### Objective
Please output every line of the material below as a JSON list of strings, one string per line, leaving out blank lines.

[Stored dataset items]
--- Begin ---
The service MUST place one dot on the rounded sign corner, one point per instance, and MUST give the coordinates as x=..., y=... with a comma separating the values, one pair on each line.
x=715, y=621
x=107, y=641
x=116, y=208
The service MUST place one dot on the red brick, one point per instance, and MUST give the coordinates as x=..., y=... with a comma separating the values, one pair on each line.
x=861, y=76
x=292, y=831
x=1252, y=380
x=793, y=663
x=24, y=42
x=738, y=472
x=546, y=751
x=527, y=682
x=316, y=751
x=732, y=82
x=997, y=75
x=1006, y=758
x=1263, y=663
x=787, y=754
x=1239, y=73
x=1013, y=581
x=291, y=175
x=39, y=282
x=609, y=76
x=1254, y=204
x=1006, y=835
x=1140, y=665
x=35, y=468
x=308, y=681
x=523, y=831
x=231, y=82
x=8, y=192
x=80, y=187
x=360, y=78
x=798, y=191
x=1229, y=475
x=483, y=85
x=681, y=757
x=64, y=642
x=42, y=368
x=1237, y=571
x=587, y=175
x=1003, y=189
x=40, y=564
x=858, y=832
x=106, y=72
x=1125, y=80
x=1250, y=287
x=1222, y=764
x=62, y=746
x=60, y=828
--- End ---
### Solved exercise
[
  "The service MUST place one dot on the rounded sign corner, one point per instance, and MUST give the coordinates as x=..., y=... with a comma separating the values, one pair on each line.",
  "x=715, y=621",
  "x=107, y=641",
  "x=116, y=208",
  "The service MUST place one dot on the red brick, one point per instance, and MUST give the coordinates as x=..., y=... with a comma separating the values, one pair on each line.",
  "x=861, y=76",
  "x=292, y=831",
  "x=1252, y=380",
  "x=793, y=663",
  "x=24, y=42",
  "x=738, y=472",
  "x=546, y=751",
  "x=527, y=682",
  "x=316, y=751",
  "x=732, y=82",
  "x=997, y=75",
  "x=1006, y=758",
  "x=1263, y=663",
  "x=787, y=754",
  "x=1239, y=73",
  "x=1013, y=581",
  "x=291, y=175",
  "x=39, y=282",
  "x=609, y=76",
  "x=1254, y=204",
  "x=1006, y=835",
  "x=1140, y=665",
  "x=35, y=468",
  "x=308, y=681",
  "x=523, y=831",
  "x=231, y=82",
  "x=8, y=192",
  "x=80, y=187",
  "x=360, y=78",
  "x=798, y=191",
  "x=1229, y=475",
  "x=483, y=85",
  "x=681, y=757",
  "x=64, y=642",
  "x=42, y=368",
  "x=1237, y=571",
  "x=587, y=175",
  "x=1003, y=189",
  "x=40, y=564",
  "x=858, y=832",
  "x=106, y=72",
  "x=1125, y=80",
  "x=1250, y=287",
  "x=1222, y=764",
  "x=62, y=746",
  "x=60, y=828"
]